Repeat the entries word for word, from the very beginning through the line containing "x=170, y=324", with both ends included. Omit the pictures from your answer.

* BEGIN *

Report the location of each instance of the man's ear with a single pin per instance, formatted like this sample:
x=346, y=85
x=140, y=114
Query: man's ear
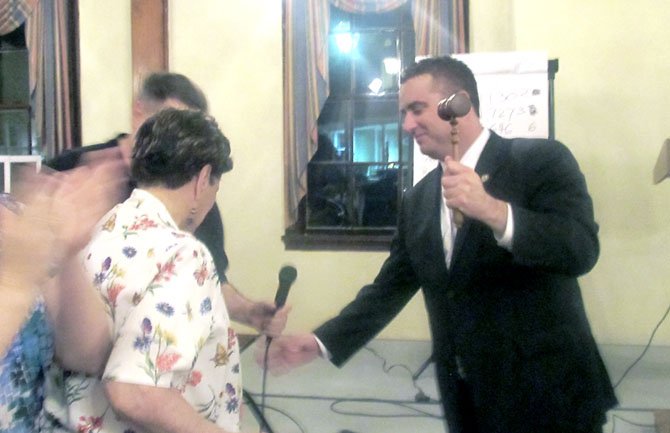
x=203, y=180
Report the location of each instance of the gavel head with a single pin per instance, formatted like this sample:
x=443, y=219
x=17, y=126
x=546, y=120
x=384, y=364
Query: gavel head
x=457, y=105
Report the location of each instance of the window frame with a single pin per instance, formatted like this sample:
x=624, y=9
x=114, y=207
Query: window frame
x=441, y=28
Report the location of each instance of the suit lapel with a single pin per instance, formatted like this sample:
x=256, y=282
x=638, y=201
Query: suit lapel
x=467, y=237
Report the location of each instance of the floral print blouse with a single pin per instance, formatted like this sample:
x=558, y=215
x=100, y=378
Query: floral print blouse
x=170, y=324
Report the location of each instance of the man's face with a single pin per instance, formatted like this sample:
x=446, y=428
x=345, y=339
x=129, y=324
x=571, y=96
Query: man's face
x=418, y=99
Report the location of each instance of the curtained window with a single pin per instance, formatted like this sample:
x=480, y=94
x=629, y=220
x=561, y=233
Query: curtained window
x=39, y=94
x=347, y=160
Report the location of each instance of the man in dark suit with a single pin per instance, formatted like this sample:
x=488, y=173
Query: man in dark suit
x=512, y=344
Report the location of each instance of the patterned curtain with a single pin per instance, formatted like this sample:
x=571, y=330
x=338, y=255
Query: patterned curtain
x=13, y=13
x=439, y=26
x=48, y=34
x=51, y=76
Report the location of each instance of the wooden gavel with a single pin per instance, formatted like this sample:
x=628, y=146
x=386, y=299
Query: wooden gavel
x=450, y=109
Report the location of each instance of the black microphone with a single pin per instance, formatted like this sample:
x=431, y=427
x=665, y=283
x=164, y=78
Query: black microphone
x=457, y=105
x=287, y=275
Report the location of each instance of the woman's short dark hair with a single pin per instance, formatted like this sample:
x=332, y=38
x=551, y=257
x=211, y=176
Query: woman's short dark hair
x=451, y=73
x=172, y=147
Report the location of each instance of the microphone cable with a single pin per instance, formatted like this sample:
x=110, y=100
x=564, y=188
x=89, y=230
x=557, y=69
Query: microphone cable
x=644, y=351
x=265, y=426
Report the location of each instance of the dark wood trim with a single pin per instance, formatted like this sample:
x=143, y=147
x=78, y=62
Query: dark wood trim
x=74, y=66
x=333, y=241
x=149, y=36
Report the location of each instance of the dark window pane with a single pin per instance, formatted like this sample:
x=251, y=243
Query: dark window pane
x=327, y=195
x=339, y=64
x=333, y=126
x=377, y=193
x=391, y=19
x=377, y=63
x=14, y=132
x=375, y=130
x=14, y=77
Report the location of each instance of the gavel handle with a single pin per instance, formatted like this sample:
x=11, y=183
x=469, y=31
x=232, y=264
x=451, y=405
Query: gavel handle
x=457, y=215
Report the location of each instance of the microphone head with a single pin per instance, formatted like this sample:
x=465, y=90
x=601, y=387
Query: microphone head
x=457, y=105
x=287, y=275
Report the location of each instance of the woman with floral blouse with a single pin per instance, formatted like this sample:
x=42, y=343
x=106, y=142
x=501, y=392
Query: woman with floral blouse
x=174, y=365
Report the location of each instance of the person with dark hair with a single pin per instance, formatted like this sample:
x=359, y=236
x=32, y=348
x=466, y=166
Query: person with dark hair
x=174, y=363
x=512, y=345
x=164, y=90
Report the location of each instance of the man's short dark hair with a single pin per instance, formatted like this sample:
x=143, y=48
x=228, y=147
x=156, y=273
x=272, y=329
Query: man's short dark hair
x=172, y=147
x=453, y=74
x=160, y=86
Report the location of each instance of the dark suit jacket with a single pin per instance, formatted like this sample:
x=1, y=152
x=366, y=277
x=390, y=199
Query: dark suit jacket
x=514, y=321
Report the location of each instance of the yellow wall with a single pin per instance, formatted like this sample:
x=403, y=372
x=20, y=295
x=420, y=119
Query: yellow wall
x=612, y=101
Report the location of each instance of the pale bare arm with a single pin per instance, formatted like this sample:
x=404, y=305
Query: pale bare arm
x=156, y=410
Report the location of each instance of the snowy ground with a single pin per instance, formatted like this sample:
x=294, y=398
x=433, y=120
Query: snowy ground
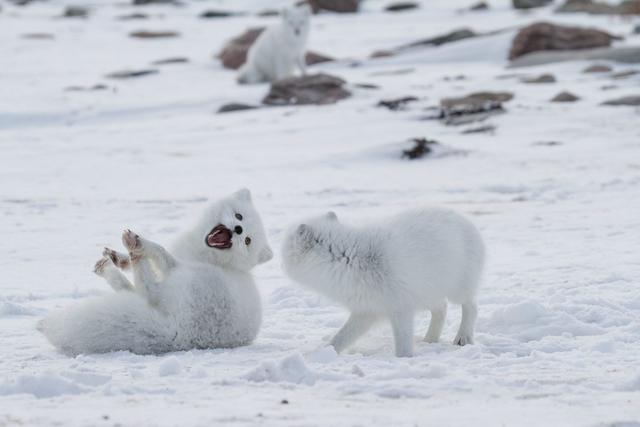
x=558, y=337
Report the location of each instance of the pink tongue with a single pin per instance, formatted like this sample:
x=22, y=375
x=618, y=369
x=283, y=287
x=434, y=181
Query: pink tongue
x=219, y=238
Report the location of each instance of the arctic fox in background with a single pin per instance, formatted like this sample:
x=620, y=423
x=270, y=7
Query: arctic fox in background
x=413, y=261
x=203, y=297
x=279, y=49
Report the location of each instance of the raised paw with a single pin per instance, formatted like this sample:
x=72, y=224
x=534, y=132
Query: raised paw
x=133, y=244
x=121, y=261
x=462, y=339
x=101, y=266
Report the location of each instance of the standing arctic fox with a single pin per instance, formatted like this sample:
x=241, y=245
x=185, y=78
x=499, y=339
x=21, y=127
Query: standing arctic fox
x=279, y=49
x=203, y=297
x=413, y=261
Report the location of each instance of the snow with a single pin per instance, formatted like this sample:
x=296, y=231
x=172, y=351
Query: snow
x=558, y=334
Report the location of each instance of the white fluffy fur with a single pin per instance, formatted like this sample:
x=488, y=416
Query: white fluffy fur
x=413, y=261
x=204, y=298
x=279, y=49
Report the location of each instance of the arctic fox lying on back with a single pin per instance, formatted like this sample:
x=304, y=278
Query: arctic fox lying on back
x=413, y=261
x=279, y=49
x=204, y=297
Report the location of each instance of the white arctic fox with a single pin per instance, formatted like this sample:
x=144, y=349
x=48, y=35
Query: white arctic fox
x=279, y=49
x=203, y=297
x=413, y=261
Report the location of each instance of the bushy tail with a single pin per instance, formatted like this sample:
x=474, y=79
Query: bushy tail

* END *

_Completed task_:
Report the location of each instance of the man's ear with a single pin per instance, formatted like this sample:
x=346, y=85
x=140, y=114
Query: man's ear
x=203, y=180
Report the location of each instance of the gavel head with a single pin per instance, formatted like this sample:
x=443, y=219
x=17, y=126
x=546, y=120
x=384, y=364
Query: gavel head
x=457, y=105
Report the location of each instance of the window frame with a single pin per instance, formatted like this sample:
x=624, y=9
x=114, y=207
Query: window frame
x=441, y=28
Report the location of each instance of the suit lapel with a single pin per instance, formatted like this sample:
x=256, y=282
x=638, y=201
Query: suit lapel
x=467, y=237
Report the location of each instance of the floral print blouse with a single pin per instance, formatted like this sample:
x=558, y=215
x=100, y=378
Query: floral print blouse
x=170, y=324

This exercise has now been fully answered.